• **ARTICLE**

Pelle came to Egypt three years ago. He speaks Arabic fluently. He took me into small alleyways and through tangled paths amid the tall buildings of Cairo. Every sentence, gesture, expression of Pelle's looked spontaneous. Everything in the city looked surreal to him. Everything I knew at that time about this infernal city I had learned from him. Above all I could feel the peace in the middle of that mess: how tiny paradises were hidden in that hell of cars that hinder men.
I started looking for a flat with him, too. The first time we went to Agouza, where he used to live. Once there, I felt lost. The place seemed eerie, I didn't have any reference point. I felt alone and far from anything I knew. Pelle asked the Saidi doorkeeper of his building about a certain flat. This old man, dressed in a long dark galabeya, had deep wrinkles due to his old age. He was very kind with me and he showed me the home of the teacher living on Pelle's upper floor. Unfortunately he didn't know the day when the flat would be available. One evening the Saidi offered me a cigarette. I refused but he said, according to Pelle's translation: "None of this in the Saidis' kingdom".
I accepted a cigarette and I smoked it. His semsar (housing agent) friend, Mohammad, who used to sit all day in a cafeteria, took us to old and dilapidated flats. He used to complain about a continuous rise in rents that had reached vertiginous sums within a few months. We were searching in a central area, full of foreigners, especially Sudanese, ready to pay huge amounts, but Mohammad could not believe how a flat for LE500 per month could go for LE1,500 one month later. We visited a yellow building in Abdeen, in the middle of the rubble of near-by buildings and the loudspeakers of a mosque. Here a woman showed us a flat: filthy walls, broken chairs, split-up windows, not bad. Waiting for the keys, we visited the upper floor where 15 Russians used to live. They went out to attend the Orthodox Christmas mass. While they were passing I noticed red hand prints on the staircases' walls: signs of the Eid of Sacrifice.
In one flat, Pelle told me, used to live an Italian girl. When she came back to Egypt from holidays, she found the lock had been replaced; a French guy was living at her place. No sign of her stuff, but she recovered some of it after a trial. The owner tore the contract, saying: "Words matter more than documents". Pelle, viewing my astonished expression, said, "But you could take the Perrin's flat".
I didn't know much about this French girl, only that she had had a serious accident. Disappointed, I decided to try responding to foreigners' announcements. I went to Dokki, where two German guys were living in a skyscraper. Later I visited the flat in 88 Kasr Al Aini Street. I liked that flat from the beginning but I couldn't afford the rent alone. So I had to look for flatmates. That same day, the French girl informed everybody by e-mail that she could not come back: her pelvis was shattered by a microbus while she was crossing the street.
So I visited her small flat. The price was LE1,700. Good light was came through the windows. The building was located at the corner of Mohammed Farid and Mohammed Mahmoud streets. The smell of subsidised bread came up through the staircase. That alley was very dull. The doorkeeper had a inquiring glance, seated on a plastic chair in front of a carpenter's workshop. Here and there a tiny electrician, a grocer, a tailor and a fuul seller came out. A group of old men would play cards outside a garage, near a small gym. There was a tiny cafeteria each side of the street, a laundry service, a mechanic, a juice seller. Cars stopped suddenly; stray dogs and weasels turned around.

• **RECORDS SHOWN**

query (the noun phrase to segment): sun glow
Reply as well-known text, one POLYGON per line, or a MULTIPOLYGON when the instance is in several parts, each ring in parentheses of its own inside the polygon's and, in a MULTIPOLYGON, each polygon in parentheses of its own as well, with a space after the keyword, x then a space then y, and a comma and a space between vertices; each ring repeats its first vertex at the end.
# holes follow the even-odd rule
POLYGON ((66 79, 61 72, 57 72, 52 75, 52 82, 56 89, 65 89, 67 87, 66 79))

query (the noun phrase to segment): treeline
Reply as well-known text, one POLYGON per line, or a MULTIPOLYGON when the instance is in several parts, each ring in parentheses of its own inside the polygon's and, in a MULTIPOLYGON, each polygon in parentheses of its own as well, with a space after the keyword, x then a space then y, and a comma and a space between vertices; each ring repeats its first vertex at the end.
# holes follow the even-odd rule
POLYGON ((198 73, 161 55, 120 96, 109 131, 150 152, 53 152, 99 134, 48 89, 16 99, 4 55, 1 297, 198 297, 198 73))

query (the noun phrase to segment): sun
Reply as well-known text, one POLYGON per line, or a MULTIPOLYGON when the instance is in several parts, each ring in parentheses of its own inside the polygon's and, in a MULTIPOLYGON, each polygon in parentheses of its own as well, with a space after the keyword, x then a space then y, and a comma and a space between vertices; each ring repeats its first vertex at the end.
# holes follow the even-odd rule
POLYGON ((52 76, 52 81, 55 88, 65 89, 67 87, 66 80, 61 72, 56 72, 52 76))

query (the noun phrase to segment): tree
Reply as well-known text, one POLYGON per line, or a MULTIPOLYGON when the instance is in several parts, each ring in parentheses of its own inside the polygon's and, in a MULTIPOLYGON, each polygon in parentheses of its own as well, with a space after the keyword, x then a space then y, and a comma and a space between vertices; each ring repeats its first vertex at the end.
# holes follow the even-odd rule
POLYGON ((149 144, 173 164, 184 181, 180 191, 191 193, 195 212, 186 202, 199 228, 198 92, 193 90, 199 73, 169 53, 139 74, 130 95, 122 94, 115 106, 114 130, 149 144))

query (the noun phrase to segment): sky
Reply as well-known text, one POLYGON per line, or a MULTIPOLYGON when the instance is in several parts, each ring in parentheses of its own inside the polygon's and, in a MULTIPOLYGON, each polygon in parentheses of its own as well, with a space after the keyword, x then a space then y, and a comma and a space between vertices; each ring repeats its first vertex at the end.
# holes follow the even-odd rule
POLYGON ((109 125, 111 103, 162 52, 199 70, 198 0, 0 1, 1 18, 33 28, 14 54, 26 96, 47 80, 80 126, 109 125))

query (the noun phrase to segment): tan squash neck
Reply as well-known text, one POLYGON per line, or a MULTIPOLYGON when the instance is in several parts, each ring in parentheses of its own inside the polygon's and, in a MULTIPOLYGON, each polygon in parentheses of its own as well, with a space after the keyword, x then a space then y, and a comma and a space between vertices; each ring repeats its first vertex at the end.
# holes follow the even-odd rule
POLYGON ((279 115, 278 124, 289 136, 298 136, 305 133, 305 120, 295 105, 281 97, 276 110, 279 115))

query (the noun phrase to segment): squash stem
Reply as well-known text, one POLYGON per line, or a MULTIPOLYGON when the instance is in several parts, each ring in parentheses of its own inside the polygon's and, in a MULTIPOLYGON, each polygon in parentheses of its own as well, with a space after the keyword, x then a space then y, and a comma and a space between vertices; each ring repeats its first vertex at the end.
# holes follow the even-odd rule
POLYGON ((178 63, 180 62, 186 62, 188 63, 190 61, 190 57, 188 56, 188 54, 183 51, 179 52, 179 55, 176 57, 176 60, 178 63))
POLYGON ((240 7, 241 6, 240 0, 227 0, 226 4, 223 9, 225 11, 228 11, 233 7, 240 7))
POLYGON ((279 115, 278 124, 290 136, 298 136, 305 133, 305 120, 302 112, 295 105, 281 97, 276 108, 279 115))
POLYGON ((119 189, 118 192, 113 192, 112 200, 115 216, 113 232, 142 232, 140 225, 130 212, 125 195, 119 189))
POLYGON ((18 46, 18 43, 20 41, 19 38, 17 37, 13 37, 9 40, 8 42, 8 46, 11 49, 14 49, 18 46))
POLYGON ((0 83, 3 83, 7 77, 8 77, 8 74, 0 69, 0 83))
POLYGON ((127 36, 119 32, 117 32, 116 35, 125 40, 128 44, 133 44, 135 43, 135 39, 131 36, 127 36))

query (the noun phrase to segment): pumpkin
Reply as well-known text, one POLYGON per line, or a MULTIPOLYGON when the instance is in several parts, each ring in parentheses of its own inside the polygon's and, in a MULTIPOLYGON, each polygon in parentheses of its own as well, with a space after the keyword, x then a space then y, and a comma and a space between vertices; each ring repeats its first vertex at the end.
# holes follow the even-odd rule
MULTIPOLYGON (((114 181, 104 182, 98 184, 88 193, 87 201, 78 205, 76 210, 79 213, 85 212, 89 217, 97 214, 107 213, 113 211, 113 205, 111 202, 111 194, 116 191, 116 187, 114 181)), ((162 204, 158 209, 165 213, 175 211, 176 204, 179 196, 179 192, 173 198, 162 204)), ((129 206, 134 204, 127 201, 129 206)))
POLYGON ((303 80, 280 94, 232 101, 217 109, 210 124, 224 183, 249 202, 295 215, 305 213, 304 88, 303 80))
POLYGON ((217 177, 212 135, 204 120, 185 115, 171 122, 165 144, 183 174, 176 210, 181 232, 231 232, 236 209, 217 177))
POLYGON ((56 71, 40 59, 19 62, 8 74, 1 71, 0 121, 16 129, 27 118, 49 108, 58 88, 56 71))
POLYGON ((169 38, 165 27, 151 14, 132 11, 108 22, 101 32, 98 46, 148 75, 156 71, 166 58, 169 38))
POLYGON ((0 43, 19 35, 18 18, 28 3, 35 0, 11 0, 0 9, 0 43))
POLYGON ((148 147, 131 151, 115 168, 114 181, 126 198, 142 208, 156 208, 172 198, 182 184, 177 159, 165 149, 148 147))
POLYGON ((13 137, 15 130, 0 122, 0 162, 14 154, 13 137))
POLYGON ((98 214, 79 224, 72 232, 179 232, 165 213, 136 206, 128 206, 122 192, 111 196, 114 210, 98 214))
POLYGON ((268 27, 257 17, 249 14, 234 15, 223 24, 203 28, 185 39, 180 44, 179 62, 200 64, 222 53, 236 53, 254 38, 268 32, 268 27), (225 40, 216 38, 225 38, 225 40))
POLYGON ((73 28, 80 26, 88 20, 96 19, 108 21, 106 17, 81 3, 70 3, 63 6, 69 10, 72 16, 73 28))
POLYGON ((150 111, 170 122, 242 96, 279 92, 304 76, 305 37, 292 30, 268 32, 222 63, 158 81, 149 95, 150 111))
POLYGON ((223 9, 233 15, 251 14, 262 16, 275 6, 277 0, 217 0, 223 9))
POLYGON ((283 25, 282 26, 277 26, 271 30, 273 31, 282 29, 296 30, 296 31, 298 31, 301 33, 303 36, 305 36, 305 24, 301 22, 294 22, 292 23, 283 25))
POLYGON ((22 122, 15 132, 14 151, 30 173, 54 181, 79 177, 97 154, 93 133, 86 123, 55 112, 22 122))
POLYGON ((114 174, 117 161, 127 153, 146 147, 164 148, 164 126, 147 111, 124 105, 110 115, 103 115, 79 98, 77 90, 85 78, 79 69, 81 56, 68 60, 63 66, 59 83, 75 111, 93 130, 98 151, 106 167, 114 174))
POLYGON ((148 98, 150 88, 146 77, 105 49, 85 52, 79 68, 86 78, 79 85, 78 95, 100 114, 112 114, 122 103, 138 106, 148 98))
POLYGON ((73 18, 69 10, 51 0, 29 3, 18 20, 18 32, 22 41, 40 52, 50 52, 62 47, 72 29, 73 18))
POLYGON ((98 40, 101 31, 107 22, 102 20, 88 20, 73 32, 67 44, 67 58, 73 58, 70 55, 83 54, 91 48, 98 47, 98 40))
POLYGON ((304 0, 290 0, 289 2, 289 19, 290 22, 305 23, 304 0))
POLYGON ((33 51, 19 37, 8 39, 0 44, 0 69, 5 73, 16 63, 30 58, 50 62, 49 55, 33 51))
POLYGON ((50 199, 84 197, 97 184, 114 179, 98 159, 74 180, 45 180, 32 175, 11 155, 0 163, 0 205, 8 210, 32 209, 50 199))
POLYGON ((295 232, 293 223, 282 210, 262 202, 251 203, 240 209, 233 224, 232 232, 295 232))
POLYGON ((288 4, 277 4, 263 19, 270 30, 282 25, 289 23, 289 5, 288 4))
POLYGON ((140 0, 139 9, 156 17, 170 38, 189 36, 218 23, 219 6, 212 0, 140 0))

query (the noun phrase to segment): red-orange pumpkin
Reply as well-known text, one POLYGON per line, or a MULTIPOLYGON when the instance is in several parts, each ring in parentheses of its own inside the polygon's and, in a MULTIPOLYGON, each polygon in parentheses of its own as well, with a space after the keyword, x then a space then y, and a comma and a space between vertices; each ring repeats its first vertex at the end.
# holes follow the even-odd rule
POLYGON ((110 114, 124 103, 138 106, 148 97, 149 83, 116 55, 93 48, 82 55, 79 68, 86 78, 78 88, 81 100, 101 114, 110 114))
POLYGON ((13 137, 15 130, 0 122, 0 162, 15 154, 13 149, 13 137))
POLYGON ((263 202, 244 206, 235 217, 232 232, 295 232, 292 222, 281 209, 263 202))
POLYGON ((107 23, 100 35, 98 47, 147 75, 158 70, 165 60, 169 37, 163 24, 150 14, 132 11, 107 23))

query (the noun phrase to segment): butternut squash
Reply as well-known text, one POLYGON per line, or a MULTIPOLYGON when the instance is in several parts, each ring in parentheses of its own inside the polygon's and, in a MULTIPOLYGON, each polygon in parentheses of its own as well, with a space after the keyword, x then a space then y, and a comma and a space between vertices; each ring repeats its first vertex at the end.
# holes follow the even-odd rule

• **EXERCISE TASK A**
According to the Cairo flat-hunting account, where was the building with the small flat priced at LE1,700?
• **EXERCISE TASK B**
Please rewrite the rows starting with the line with "query (the noun phrase to segment): sky" and going on through the line with "POLYGON ((279 115, 278 124, 289", putting "cutouts" in place of "holes" and leaving everything else unchanged. Return only those rows.

• **TASK OUTPUT A**
At the corner of Mohammed Farid and Mohammed Mahmoud streets.

• **TASK OUTPUT B**
query (the noun phrase to segment): sky
Reply as well-known text, one POLYGON per line, or a MULTIPOLYGON when the instance is in several parts, each ring in parentheses of its own inside the polygon's and, in a MULTIPOLYGON, each polygon in parentheses of its own as well, with a space after the keyword, x then a space then y, and a comma and a space between vertices; each ring repeats its first vertex at the end.
# cutouts follow the even-odd rule
POLYGON ((109 125, 111 103, 162 52, 199 70, 198 0, 0 1, 1 18, 33 28, 14 54, 26 96, 47 80, 80 126, 109 125))

query (the noun phrase to segment): tan squash neck
Reply as well-known text, one POLYGON per line, or a MULTIPOLYGON when the instance is in several parts, each ring in parentheses of its own inside the polygon's and, in a MULTIPOLYGON, each polygon in parentheses of its own as well, with a space after the keyword, x then a space then y, and a comma and a space between vertices; each ring repeats its first vertex at the end.
# cutouts follow the even-odd rule
POLYGON ((279 115, 278 124, 289 136, 298 136, 305 133, 305 120, 295 105, 281 97, 276 110, 279 115))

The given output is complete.